Now let’s see a few samples of generated images, spread out over training time:

index <- seq(1, length(img_list), length.out = 16)
images <- img_list[index]

par(mfrow = c(4,4), mar = rep(0.2, 4))
rasterize <- function(x) {
    as.raster(x[1, , ])
}
images %>%
    purrr::map(rasterize) %>%
    purrr::iwalk(~{plot(.x)})
knitr::include_graphics("images/gan_over_time.png")

To my (untrained) eyes, the final results look pretty good! Let’s generate a fresh batch:

new <- gen(fixed_noise)$cpu()$detach()[1:16, , , ]

new %>% normalize() %>%
  as_array() %>%
  purrr::array_tree(1) %>%
  purrr::map(rasterize) %>%
  purrr::iwalk(~{plot(.x)})
_ _ _ _ _ _ _
SET TASK 1: Tally the lines in the listing below that contain the string "blurred", counting only exact-case matches, and reply with the number alone.
The GAN tutorial excerpt and the listing below are unrelated material.

INFORMATION GIVEN:
_ _ _ _ _ _ _
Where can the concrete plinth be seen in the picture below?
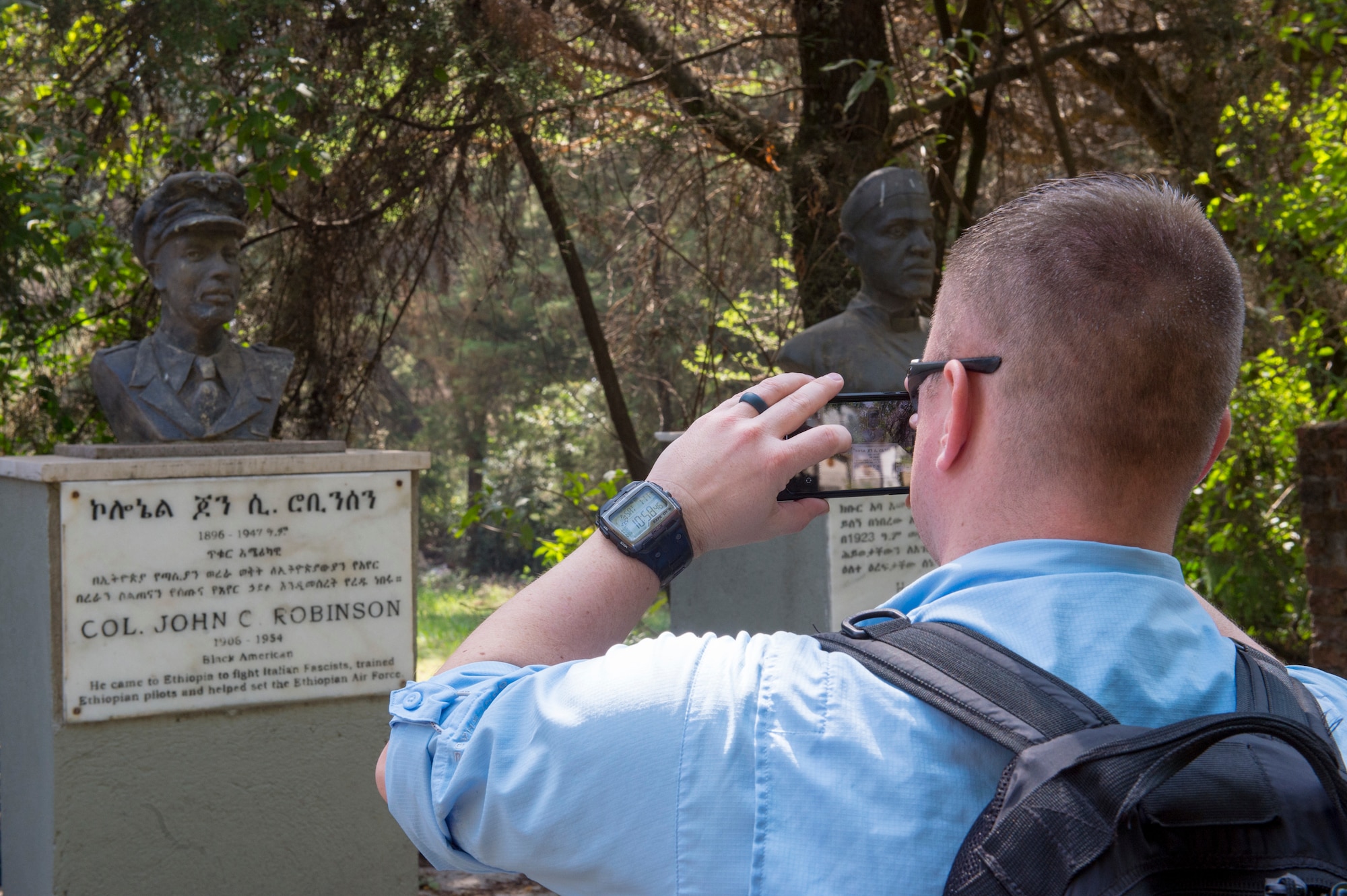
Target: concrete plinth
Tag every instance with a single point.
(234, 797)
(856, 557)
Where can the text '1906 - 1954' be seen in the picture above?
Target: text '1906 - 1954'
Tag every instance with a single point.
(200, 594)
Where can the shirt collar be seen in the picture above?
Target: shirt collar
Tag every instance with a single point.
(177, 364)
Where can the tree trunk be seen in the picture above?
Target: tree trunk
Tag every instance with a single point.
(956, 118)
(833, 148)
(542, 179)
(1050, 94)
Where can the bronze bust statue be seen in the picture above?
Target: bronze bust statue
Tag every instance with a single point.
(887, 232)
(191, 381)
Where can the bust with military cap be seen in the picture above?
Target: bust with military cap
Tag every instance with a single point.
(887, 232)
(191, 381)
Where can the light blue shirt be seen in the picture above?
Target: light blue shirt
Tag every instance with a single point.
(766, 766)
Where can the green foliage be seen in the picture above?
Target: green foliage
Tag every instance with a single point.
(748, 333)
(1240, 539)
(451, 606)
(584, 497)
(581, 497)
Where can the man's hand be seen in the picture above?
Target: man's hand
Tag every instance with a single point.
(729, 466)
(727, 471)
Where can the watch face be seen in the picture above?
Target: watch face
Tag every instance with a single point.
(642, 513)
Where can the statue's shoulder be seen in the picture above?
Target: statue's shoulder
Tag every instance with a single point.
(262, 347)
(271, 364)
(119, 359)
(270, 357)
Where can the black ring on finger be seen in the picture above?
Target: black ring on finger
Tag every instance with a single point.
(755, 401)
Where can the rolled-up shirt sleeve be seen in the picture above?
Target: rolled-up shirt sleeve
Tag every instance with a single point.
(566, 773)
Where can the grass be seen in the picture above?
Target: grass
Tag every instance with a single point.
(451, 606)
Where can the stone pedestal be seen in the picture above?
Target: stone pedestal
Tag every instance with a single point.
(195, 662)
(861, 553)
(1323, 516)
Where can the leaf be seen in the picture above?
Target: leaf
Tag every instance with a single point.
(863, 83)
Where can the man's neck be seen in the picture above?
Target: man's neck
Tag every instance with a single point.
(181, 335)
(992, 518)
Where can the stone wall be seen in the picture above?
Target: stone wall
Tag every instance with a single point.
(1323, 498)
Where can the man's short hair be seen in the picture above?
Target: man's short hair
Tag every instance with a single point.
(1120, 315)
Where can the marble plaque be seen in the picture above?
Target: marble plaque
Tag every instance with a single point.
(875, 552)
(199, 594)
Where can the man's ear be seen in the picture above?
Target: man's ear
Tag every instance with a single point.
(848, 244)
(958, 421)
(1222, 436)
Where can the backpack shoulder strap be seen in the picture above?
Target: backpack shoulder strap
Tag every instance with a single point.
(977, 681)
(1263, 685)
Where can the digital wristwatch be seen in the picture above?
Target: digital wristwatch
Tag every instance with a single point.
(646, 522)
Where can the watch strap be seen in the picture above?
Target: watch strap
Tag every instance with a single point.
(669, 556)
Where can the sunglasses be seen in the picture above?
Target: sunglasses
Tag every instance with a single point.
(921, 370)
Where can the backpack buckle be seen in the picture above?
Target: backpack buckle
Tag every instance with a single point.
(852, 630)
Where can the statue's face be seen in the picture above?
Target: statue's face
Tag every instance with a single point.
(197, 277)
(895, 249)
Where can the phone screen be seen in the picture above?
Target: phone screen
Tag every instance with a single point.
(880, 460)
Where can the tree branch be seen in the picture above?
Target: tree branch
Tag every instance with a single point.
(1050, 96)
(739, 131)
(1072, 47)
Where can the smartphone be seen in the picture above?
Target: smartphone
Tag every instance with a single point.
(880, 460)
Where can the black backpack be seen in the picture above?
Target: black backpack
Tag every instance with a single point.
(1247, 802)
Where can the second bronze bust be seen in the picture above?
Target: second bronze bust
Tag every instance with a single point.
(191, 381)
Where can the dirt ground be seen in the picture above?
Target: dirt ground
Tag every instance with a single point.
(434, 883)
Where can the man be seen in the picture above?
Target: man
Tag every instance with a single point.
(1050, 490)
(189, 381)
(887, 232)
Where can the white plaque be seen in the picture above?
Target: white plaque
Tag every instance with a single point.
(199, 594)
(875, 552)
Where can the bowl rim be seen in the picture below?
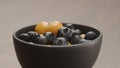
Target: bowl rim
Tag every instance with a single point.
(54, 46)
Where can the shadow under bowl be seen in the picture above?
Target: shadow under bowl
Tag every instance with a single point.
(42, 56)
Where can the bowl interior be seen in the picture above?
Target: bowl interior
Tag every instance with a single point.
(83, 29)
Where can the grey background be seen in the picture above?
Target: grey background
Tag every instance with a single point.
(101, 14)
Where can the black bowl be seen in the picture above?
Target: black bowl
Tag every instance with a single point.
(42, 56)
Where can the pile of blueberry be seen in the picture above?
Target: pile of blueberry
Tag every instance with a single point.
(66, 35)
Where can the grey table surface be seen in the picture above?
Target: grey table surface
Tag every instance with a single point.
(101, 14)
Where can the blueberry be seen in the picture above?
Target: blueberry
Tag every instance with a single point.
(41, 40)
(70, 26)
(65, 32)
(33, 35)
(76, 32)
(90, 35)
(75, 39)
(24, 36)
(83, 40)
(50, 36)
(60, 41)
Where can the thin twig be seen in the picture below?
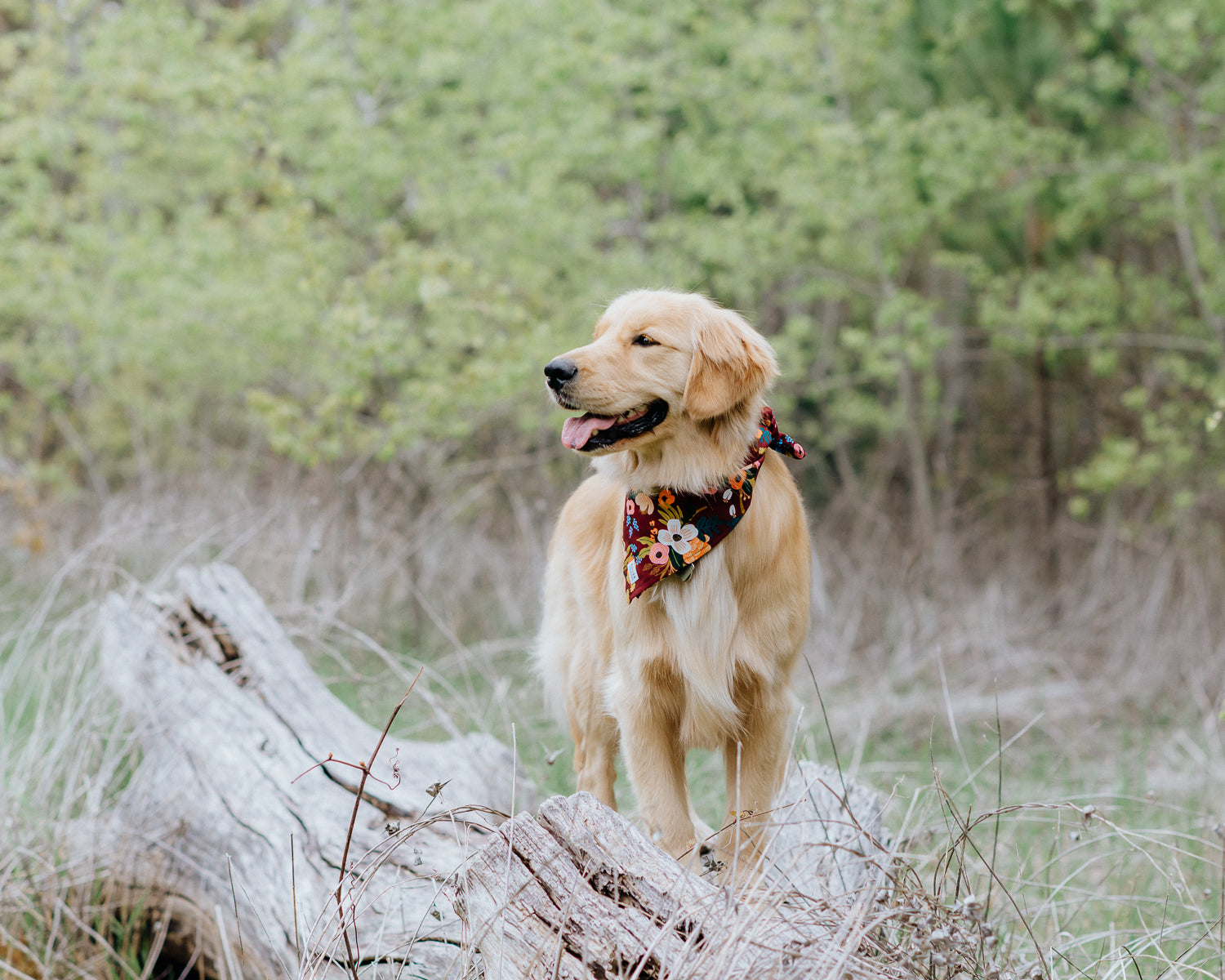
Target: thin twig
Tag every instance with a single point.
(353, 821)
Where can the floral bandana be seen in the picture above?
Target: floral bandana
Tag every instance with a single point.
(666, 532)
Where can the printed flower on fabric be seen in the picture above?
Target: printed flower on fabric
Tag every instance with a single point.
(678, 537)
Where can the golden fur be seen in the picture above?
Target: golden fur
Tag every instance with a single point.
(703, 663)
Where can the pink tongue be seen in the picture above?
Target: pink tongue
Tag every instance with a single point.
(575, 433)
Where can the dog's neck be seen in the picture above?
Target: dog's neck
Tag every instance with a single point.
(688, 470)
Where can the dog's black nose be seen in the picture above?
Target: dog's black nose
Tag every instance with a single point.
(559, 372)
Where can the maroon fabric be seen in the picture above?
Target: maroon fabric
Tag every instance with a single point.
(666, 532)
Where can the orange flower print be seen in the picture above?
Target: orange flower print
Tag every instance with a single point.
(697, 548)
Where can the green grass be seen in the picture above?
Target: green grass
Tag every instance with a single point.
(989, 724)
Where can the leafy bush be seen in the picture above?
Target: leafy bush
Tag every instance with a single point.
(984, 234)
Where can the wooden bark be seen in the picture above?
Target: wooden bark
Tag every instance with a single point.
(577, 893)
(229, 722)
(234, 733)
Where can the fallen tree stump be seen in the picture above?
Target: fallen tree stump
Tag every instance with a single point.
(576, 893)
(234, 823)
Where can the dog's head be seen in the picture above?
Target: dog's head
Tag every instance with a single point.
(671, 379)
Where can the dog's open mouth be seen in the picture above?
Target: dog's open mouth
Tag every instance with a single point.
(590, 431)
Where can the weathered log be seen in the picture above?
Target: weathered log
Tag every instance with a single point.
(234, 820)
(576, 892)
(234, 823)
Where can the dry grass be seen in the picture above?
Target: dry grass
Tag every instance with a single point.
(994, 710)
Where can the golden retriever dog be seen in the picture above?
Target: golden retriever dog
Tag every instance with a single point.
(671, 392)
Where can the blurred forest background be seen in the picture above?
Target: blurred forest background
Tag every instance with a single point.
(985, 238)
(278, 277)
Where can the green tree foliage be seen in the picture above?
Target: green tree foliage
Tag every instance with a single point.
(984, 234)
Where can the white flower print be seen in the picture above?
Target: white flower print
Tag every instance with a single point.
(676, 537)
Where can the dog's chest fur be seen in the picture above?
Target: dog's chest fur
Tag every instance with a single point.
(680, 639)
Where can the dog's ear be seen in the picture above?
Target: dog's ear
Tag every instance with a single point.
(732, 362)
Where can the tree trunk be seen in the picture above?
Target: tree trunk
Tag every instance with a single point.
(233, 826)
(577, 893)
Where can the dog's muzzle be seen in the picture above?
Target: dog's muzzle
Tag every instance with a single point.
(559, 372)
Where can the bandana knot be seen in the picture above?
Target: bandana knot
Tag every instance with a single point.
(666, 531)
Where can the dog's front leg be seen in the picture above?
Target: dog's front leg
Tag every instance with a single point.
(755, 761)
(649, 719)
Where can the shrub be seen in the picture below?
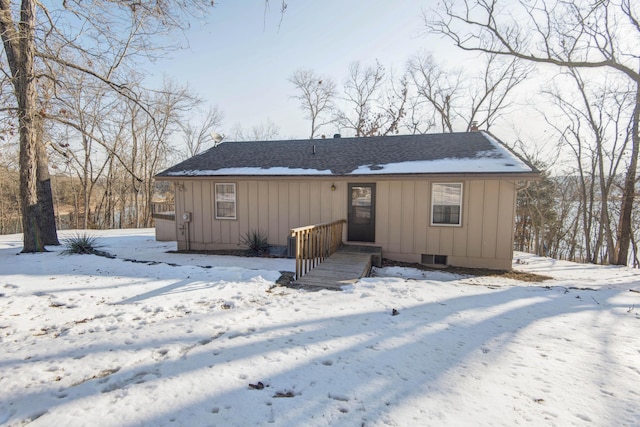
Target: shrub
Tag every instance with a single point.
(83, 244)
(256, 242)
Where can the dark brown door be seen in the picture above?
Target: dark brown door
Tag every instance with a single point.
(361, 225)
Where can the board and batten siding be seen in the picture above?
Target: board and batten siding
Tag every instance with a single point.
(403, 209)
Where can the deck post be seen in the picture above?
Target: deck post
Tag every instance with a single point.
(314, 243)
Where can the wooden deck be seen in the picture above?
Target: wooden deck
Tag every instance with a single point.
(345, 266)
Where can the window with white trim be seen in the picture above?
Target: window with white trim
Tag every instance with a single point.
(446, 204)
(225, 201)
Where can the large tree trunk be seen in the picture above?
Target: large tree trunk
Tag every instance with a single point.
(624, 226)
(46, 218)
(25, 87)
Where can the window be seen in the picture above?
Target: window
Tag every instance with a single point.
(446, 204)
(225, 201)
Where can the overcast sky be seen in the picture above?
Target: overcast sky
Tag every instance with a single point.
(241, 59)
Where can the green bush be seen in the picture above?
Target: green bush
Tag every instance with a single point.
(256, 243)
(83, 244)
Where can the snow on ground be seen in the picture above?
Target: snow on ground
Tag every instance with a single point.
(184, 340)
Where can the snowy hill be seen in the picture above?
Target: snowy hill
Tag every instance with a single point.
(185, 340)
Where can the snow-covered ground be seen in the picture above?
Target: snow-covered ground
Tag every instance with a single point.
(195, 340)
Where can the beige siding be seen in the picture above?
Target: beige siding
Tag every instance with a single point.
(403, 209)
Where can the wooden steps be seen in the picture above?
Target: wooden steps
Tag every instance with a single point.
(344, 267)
_ _ _ _ _ _ _
SET TASK 2: Please supply the next part of the GAN tutorial excerpt above, starting after its final line of code.

EXERCISE RESULT 1: 2

EXERCISE RESULT 2:
# knitr::include_graphics("images/gan_over_time.png")

We can also inspect how the respective losses developed over time:

library(ggplot2)
library(tidyr)

iterations <- 1:length(disc_losses)

df <- data.frame(iteration = iterations, discriminator = disc_losses, generator = gen_losses)
df %>%
  gather(module, loss, discriminator, generator) %>%
  ggplot(aes(x = iteration, y = loss, colour = module)) +
  geom_line()
knitr::include_graphics("images/gan_losses.png")